[Location labeling entries]
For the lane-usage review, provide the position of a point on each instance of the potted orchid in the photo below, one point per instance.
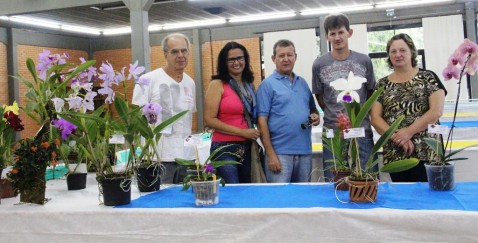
(350, 125)
(148, 167)
(62, 101)
(440, 170)
(203, 176)
(33, 155)
(9, 125)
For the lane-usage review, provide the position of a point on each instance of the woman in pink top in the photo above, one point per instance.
(229, 96)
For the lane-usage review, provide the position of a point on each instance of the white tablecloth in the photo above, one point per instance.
(77, 216)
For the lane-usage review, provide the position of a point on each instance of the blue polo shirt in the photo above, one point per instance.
(287, 105)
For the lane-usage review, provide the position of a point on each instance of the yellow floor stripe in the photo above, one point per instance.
(461, 114)
(457, 144)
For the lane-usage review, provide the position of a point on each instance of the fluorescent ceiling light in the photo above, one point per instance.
(408, 3)
(254, 17)
(155, 27)
(117, 31)
(80, 29)
(35, 21)
(336, 9)
(194, 24)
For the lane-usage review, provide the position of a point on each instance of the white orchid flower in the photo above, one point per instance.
(348, 88)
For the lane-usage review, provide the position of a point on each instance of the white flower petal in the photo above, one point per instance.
(356, 82)
(340, 84)
(355, 96)
(340, 97)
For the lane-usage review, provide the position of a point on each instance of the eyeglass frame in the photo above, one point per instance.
(175, 52)
(231, 61)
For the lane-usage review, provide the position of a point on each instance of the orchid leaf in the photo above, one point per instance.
(364, 111)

• [PROBLEM TO WORK ON]: Please return all of the entries above line for line and unchanged, leaving the pictures out.

• [SOLUTION TO THIS EXERCISE]:
For the lane-usage review, provide the position of a point on each instance of the potted orchid in the photo below, one point per instance.
(350, 125)
(148, 167)
(62, 101)
(440, 170)
(203, 176)
(33, 155)
(9, 125)
For the lane-usage review, provide the position of a point on each instance of the woman in pink top in the photo above, one point per instance.
(229, 96)
For the lane-usage review, provide the position of a point on each instance of the white tablecloth in the photo above, one point per instance.
(77, 216)
For the lane-usage review, provide the position of a point on each instance of the blue polo shirt in the photo above, one point per instance.
(287, 105)
For the lane-usage review, provide the position of a point on each instance of the yellow floor stripe in the photo above, one point per instance.
(461, 114)
(457, 144)
For the lane-usage review, provide the position of a point on each instance of the fluorescent ceiling light in the photo above, one point per instance.
(408, 3)
(254, 17)
(155, 27)
(117, 31)
(80, 29)
(35, 21)
(336, 9)
(194, 24)
For the lane-usage review, provide the position of a point on each instance of the white orchid flower in the photo above, one point per instance.
(348, 88)
For the lane-usage review, provide the position of a point on each instance of the white flower petal in the photo above, one point per instance.
(356, 82)
(340, 84)
(355, 96)
(340, 97)
For the lane-usage review, provide the position of a point on each instance of the eyeglass frame in the photo above, one point per instance.
(175, 52)
(231, 61)
For the lane-usage review, provide the position of a point on each instance of the orchid leaf in the photo above, one point per instance.
(364, 111)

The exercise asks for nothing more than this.